-- ACTIVITY --
Please copy out every line in the records below that includes the word "Give".

-- DATA --

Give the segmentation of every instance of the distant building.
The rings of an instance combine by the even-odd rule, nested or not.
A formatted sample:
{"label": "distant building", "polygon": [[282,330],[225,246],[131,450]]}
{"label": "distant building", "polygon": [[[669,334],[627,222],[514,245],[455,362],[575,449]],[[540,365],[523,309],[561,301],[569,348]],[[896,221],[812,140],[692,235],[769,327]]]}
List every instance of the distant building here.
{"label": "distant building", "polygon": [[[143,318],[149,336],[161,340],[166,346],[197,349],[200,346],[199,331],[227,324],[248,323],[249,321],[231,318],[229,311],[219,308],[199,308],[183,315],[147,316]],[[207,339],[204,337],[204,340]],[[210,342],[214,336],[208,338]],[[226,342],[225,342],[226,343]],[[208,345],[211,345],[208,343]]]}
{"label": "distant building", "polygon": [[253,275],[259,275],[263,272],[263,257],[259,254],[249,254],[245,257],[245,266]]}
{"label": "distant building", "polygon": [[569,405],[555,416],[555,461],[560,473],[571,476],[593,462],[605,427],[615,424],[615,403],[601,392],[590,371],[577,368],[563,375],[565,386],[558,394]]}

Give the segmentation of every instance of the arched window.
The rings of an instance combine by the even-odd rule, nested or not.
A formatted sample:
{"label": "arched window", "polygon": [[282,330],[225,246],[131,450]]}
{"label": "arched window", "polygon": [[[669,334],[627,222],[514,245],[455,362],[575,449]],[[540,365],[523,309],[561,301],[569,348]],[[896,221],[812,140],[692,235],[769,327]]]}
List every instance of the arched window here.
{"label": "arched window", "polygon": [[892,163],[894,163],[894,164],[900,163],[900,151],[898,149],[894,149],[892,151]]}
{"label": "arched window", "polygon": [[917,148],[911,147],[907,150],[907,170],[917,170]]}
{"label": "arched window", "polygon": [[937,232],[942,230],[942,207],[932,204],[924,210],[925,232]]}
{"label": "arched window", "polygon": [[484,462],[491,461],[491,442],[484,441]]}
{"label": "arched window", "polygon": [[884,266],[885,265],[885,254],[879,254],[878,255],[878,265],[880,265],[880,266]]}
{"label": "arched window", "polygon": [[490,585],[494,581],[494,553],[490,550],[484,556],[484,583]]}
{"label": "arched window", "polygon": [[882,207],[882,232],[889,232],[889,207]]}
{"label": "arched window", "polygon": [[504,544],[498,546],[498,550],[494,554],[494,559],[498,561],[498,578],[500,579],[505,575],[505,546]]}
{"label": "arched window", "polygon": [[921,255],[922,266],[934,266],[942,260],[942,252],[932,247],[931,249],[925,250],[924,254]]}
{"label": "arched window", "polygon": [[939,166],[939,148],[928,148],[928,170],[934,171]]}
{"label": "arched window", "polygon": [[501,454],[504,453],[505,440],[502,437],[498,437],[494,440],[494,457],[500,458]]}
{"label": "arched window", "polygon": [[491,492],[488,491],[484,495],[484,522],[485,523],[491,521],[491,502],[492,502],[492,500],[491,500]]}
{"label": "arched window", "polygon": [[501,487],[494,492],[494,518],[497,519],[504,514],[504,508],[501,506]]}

-- OUTPUT OF THE TASK --
Give the segmentation of every instance of the distant building.
Give the segmentation of every instance of the arched window.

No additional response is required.